> Problem:
Quote the excerpt on discretionary sentencing challenges in full, word for word.

> Excerpt:

— START —

Appellant’s Brief, p. 7.
This claim raises a challenge to the discretionary aspects of Appellant’s
sentence. “Challenges to the discretionary aspects of sentencing do not
entitle a petitioner to review as of right.” Commonwealth v. Caldwell,
117 A.3d 763, 768 (Pa.Super.2015), appeal denied, 126 A.3d 1282
(Pa.2015). Before this Court can address such a discretionary challenge, an
appellant must satisfy the following four-part test:
(1) whether appellant has filed a timely notice of appeal, see
Pa.R.A.P. 902 and 903; (2) whether the issue was properly
preserved at sentencing or in a motion to reconsider and modify
sentence, see Pa.R.Crim.P. [720]; (3) whether appellant’s brief
has a fatal defect, Pa.R.A.P. 2119(f); and (4) whether there is a
substantial question that the sentence appealed from is not
appropriate under the Sentencing Code.
Id. “The determination of whether a particular issue raises a substantial
question is to be evaluated on a case-by-case basis.” Commonwealth v.

— END —

> Data:
— START —

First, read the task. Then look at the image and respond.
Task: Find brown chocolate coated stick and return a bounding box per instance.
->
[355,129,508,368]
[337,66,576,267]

— END —

> Worked solution:
Appellant’s Brief, p. 7.
This claim raises a challenge to the discretionary aspects of Appellant’s
sentence. “Challenges to the discretionary aspects of sentencing do not
entitle a petitioner to review as of right.” Commonwealth v. Caldwell,
117 A.3d 763, 768 (Pa.Super.2015), appeal denied, 126 A.3d 1282
(Pa.2015). Before this Court can address such a discretionary challenge, an
appellant must satisfy the following four-part test:
(1) whether appellant has filed a timely notice of appeal, see
Pa.R.A.P. 902 and 903; (2) whether the issue was properly
preserved at sentencing or in a motion to reconsider and modify
sentence, see Pa.R.Crim.P. [720]; (3) whether appellant’s brief
has a fatal defect, Pa.R.A.P. 2119(f); and (4) whether there is a
substantial question that the sentence appealed from is not
appropriate under the Sentencing Code.
Id. “The determination of whether a particular issue raises a substantial
question is to be evaluated on a case-by-case basis.” Commonwealth v.